_Recorded data_
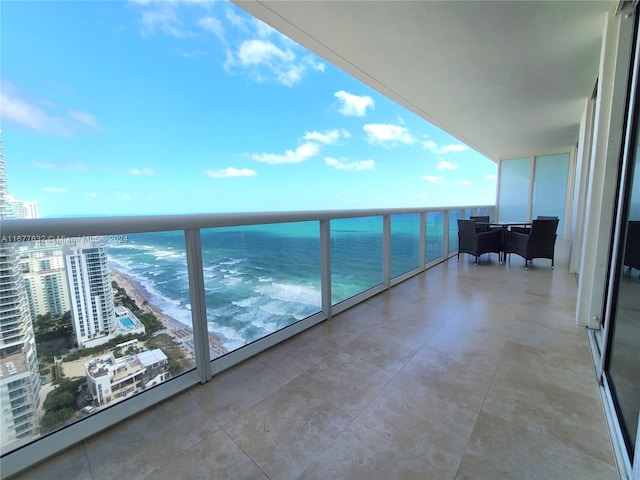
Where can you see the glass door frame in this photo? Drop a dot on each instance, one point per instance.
(629, 158)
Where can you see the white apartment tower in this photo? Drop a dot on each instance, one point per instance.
(21, 208)
(91, 294)
(19, 372)
(43, 271)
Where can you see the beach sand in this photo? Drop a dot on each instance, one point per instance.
(180, 332)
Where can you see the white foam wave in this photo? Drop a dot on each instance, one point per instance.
(246, 302)
(306, 295)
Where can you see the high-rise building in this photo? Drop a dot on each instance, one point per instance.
(19, 372)
(21, 208)
(90, 293)
(43, 271)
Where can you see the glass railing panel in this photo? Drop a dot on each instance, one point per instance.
(454, 215)
(405, 243)
(89, 340)
(259, 279)
(356, 256)
(435, 236)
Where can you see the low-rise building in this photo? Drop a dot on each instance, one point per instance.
(111, 379)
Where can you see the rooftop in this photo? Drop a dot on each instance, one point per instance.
(461, 372)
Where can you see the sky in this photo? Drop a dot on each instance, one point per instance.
(170, 107)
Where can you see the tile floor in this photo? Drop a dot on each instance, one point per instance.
(465, 372)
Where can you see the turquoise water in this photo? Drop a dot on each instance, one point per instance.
(126, 322)
(259, 279)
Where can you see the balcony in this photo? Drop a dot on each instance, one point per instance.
(459, 372)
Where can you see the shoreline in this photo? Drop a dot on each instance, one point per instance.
(177, 330)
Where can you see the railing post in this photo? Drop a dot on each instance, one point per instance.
(422, 255)
(193, 248)
(325, 266)
(445, 233)
(386, 251)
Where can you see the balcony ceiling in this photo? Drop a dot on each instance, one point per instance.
(507, 78)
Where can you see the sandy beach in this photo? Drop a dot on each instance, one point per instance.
(180, 332)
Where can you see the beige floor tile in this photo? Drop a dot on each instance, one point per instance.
(361, 453)
(284, 433)
(384, 350)
(472, 372)
(451, 377)
(71, 464)
(552, 410)
(420, 420)
(575, 374)
(345, 381)
(502, 450)
(216, 457)
(147, 442)
(237, 390)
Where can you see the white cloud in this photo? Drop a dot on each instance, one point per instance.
(252, 52)
(444, 149)
(354, 105)
(343, 164)
(382, 133)
(300, 154)
(434, 179)
(328, 137)
(214, 26)
(74, 167)
(234, 19)
(40, 119)
(444, 165)
(230, 172)
(163, 17)
(142, 171)
(264, 61)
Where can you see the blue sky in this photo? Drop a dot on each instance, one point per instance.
(149, 107)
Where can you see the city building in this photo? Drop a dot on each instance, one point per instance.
(21, 208)
(91, 293)
(111, 379)
(43, 270)
(19, 372)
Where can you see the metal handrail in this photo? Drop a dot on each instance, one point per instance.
(81, 226)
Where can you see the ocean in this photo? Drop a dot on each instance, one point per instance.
(259, 279)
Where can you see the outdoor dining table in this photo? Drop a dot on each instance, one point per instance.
(504, 225)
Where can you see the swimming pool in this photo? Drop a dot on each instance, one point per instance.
(126, 322)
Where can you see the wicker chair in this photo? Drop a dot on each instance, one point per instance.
(476, 243)
(481, 218)
(540, 243)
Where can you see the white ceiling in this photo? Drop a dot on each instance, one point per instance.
(508, 78)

_Problem description_
Set down each of the records precisely, leaving any pictures behind.

_Answer box_
Where can you see the glass door frame in this photo? Drop a dot on each instance, one point per instance.
(629, 158)
Where can you see the white apartment tower in this photo? Drop a dot on each instance, one point per instance.
(21, 208)
(91, 294)
(19, 372)
(43, 271)
Where can you see the beach sand in this photo? Drop a dot on each instance, one point per instance.
(180, 332)
Where can you see the white foam wave in this photo? Drop a dot on each instance, one point per instance.
(246, 302)
(306, 295)
Where can you see the high-rise building in this photo? Drop a dot on each instance, one point per instance.
(19, 372)
(21, 208)
(90, 293)
(43, 271)
Where can you see the glass railing panel in this photo? Drop a dot on each instance, one point per instance.
(454, 215)
(405, 243)
(89, 340)
(259, 279)
(356, 256)
(435, 236)
Where can you see the low-rise building in this photo? Drop a dot on each instance, one point per instance.
(111, 379)
Where can you see the rooftop in this photo? Drop a dot on each instance, one point per instance.
(461, 372)
Where can you see the sky in this photo? Drop a dot on each instance, one point per instance.
(170, 107)
Where can you see the tile floor in this photo? Drop a dot on each instance, one point per instance.
(465, 372)
Where can you see the turquoise water in this photo? Drop a dot on each instance, one point per instance.
(126, 322)
(259, 279)
Where can you see the balcony in this photo? Drop a dot on each instance, one point per instance.
(459, 372)
Where can you see the shoreline in this photo? Drop a dot on each instance, one point per instance.
(177, 330)
Where can you see the railing post in this photo? Drop a dot on each instance, one point per instance.
(422, 255)
(193, 248)
(325, 266)
(445, 233)
(386, 251)
Where can you see the balcony ceiling in this photo? Drop a dot on each instance, one point per instance.
(507, 78)
Where can you see the sandy beach in this photo? Drop a dot on each instance, one point per instance.
(180, 332)
Where can you see the beige floor tile in this photo? Drop a dot on each instance, one point per instance.
(361, 453)
(284, 433)
(384, 350)
(472, 372)
(451, 377)
(71, 464)
(552, 410)
(420, 420)
(575, 374)
(345, 381)
(502, 450)
(216, 457)
(147, 442)
(237, 390)
Where can you see the white cloud in this photo? Drop a dot on each instance, one point per instance.
(252, 52)
(444, 149)
(354, 105)
(343, 164)
(382, 133)
(300, 154)
(434, 179)
(328, 137)
(214, 26)
(74, 167)
(234, 19)
(40, 119)
(444, 165)
(230, 172)
(163, 17)
(142, 171)
(264, 61)
Where can you see the blue sky in this photo? Drop a dot on each instance, one point per instance.
(149, 107)
Where can you see the city building in this photo? Drop a dot on each instance, one point per instance.
(21, 208)
(91, 293)
(111, 379)
(43, 270)
(19, 372)
Where can you see the metal handrail in this photo? Drop a dot on each instance, one point per instance.
(81, 226)
Where can you see the ocean in this photo? Drop a dot on each instance, one point per instance.
(259, 279)
Where can you see the outdoor dining table in this photo? Drop a dot on each instance, one point per instance.
(504, 225)
Where can you see the swimming pool in this photo? Drop a dot on each instance, one point per instance.
(126, 322)
Where can you see the wicker chair in this photo? Drop a dot on each instance, one point per instance.
(476, 243)
(481, 218)
(540, 243)
Where can you see the white ceiling in this photo? Drop a dot on each instance, one point per instance.
(508, 78)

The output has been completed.